======== DATA SECTION

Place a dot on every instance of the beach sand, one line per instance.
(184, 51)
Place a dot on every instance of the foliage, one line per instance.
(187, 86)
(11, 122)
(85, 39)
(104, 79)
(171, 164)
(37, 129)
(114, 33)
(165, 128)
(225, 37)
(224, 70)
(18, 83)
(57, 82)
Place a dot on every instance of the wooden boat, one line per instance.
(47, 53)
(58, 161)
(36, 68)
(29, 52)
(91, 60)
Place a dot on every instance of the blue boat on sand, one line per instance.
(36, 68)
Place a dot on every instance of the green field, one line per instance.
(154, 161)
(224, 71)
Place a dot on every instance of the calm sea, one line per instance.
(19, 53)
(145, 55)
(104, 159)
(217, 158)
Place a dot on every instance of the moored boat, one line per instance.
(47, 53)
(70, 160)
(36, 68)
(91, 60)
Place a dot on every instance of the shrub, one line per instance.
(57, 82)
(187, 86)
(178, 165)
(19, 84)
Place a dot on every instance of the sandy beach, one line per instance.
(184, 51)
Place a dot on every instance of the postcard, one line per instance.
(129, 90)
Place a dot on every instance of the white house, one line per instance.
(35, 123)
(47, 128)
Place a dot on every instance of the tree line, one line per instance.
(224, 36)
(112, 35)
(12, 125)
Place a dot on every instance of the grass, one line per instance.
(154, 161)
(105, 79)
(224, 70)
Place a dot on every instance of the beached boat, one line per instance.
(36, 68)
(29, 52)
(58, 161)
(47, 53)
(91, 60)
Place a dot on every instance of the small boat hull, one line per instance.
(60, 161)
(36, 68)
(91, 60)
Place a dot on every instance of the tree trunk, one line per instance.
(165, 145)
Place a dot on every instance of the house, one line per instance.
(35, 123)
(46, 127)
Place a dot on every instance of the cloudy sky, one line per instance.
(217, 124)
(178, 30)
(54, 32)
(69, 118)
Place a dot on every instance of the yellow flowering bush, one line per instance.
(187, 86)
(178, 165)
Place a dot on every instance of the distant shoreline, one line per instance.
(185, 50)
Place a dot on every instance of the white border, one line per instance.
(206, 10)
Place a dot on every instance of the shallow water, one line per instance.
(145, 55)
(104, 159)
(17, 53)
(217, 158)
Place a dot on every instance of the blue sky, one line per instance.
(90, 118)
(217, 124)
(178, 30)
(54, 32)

================

#### GOAL:
Format every line above as a JSON array of strings, one string per line, with blank lines omitted.

#### TASK RESPONSE:
[
  "Place a dot on every instance of the beach sand, one line per instance.",
  "(184, 51)",
  "Place a dot on every instance of the foliage, one line per instance.",
  "(187, 86)",
  "(11, 122)",
  "(85, 39)",
  "(104, 79)",
  "(171, 164)",
  "(37, 129)",
  "(114, 33)",
  "(165, 128)",
  "(225, 37)",
  "(224, 70)",
  "(18, 83)",
  "(57, 82)",
  "Place a dot on every instance of the wooden boat, one line per instance.",
  "(47, 53)",
  "(58, 161)",
  "(36, 68)",
  "(29, 52)",
  "(91, 60)",
  "Place a dot on every instance of the blue boat on sand, one line per instance.",
  "(36, 68)",
  "Place a dot on every instance of the green field, one line per instance.",
  "(154, 161)",
  "(224, 71)",
  "Place a dot on every instance of the calm sea, one line per instance.",
  "(19, 53)",
  "(145, 55)",
  "(104, 159)",
  "(217, 158)",
  "Place a dot on every instance of the moored boat, one line per instance.",
  "(47, 53)",
  "(70, 160)",
  "(36, 68)",
  "(91, 60)",
  "Place a dot on every instance of the shrub, one line per instance.",
  "(57, 82)",
  "(187, 86)",
  "(178, 165)",
  "(19, 84)",
  "Place a dot on every instance of the sandy beach, one line per instance.",
  "(184, 51)",
  "Place a dot on every instance of the postcard, one line per instance.",
  "(129, 90)",
  "Place a dot on every instance of the white house, one line per instance.",
  "(35, 123)",
  "(47, 128)",
  "Place a dot on every instance of the tree line, one line per instance.",
  "(224, 36)",
  "(112, 35)",
  "(12, 125)",
  "Place a dot on every instance of the grass, one line per instance.",
  "(154, 161)",
  "(105, 79)",
  "(224, 70)",
  "Place a dot on every instance of the beached boat, one line per instance.",
  "(36, 68)",
  "(29, 52)",
  "(58, 161)",
  "(47, 53)",
  "(91, 60)",
  "Place a dot on every instance of the small boat hull, one line per instance.",
  "(60, 161)",
  "(36, 68)",
  "(91, 60)",
  "Place a dot on every instance of the tree trunk, one line per instance.",
  "(165, 145)",
  "Place a dot on every instance of the house, one line per instance.",
  "(35, 123)",
  "(46, 127)",
  "Place a dot on every instance of the cloudy sky, one line per instance.",
  "(217, 124)",
  "(178, 30)",
  "(54, 32)",
  "(69, 118)",
  "Place a dot on every instance of the yellow flowering bush, one line per instance.",
  "(187, 86)",
  "(178, 165)",
  "Place a dot on every instance of the distant shoreline, one line per instance.",
  "(185, 50)",
  "Place a dot on every instance of the white border, one line per instance.",
  "(206, 10)",
  "Place a dot on every instance of the shallow water, one line per instance.",
  "(145, 55)",
  "(104, 159)",
  "(17, 53)",
  "(217, 158)",
  "Place a dot on every instance of the blue sky, one line per instance.",
  "(90, 118)",
  "(217, 124)",
  "(178, 30)",
  "(54, 32)"
]